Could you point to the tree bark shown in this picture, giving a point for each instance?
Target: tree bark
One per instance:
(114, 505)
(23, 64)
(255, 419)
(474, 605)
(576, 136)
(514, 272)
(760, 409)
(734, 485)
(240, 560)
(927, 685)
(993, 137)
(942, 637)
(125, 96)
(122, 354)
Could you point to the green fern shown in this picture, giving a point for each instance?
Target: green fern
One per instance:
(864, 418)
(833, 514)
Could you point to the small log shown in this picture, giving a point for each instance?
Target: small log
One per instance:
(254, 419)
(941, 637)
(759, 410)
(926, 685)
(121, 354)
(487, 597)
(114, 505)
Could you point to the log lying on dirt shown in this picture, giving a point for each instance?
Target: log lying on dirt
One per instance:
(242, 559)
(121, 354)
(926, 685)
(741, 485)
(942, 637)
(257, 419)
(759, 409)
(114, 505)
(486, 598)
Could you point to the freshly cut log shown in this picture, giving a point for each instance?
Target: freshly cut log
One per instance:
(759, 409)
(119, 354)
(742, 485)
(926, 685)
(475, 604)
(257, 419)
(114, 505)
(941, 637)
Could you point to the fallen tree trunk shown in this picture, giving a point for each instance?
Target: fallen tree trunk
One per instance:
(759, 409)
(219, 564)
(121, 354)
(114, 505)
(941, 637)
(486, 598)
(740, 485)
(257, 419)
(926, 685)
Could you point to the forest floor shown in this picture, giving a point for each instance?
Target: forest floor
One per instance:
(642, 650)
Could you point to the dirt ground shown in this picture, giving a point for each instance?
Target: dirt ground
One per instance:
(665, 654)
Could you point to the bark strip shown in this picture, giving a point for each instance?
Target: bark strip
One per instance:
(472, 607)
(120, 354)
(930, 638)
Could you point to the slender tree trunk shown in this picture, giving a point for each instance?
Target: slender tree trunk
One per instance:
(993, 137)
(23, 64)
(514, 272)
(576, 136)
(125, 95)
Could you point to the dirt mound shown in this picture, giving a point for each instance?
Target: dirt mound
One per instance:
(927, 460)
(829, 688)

=== Task directions ===
Each line of the data is to be transcribed exactly.

=== Answer for the task ===
Could you point to the tree bark shown in this picture, giving a point for each instance?
Target: tree bark
One per instance:
(114, 505)
(23, 64)
(255, 419)
(474, 605)
(576, 136)
(514, 272)
(760, 409)
(734, 485)
(240, 560)
(927, 685)
(993, 137)
(942, 637)
(125, 96)
(122, 354)
Could you point to the green fern shown in this picture, giving a point for each instance?
Target: green fern
One per instance:
(864, 418)
(833, 514)
Could you point to the small log shown in this picture, giving a point for each instance?
Target: small log
One per instance:
(254, 419)
(941, 637)
(759, 410)
(926, 685)
(121, 354)
(487, 597)
(114, 505)
Could you point to the log lying on dirt shown in this picture, giving a point for each instance?
Target: log lying on dirt
One per instance:
(242, 559)
(121, 354)
(926, 685)
(741, 485)
(942, 637)
(257, 419)
(759, 409)
(114, 505)
(486, 598)
Could you point to the freshly cut log shown in this picture, giving a point for each instance?
Target: freshly cut log
One per instance:
(759, 409)
(119, 354)
(742, 485)
(926, 685)
(475, 604)
(257, 419)
(114, 505)
(941, 637)
Could you point to the fallen tree trunk shown in this picture, giving a point for each instance?
Target: fallen tree trunk
One per instance:
(759, 409)
(219, 564)
(121, 354)
(114, 505)
(941, 637)
(486, 598)
(740, 485)
(257, 419)
(926, 685)
Could you point to the forest floor shown in this picture, giving a point for each instance?
Target: forest floor
One per instance:
(642, 650)
Could you point to the dirt ground shown in this picture, giving a point for each instance?
Target: dirt ground
One per instance:
(665, 654)
Could you point to the bark strip shown in this picture, giving a point for each instance?
Target: bark strip
One per instance:
(472, 607)
(120, 354)
(930, 638)
Could you point to the slender tree trunk shown in this picture, giving a point for each instance?
Target: slender tree trunk
One per instance:
(993, 137)
(23, 64)
(514, 272)
(576, 136)
(125, 95)
Could you point to the dirt mound shown in this picture, giving a point for each instance?
Target: dirt mound
One per instance:
(927, 460)
(829, 688)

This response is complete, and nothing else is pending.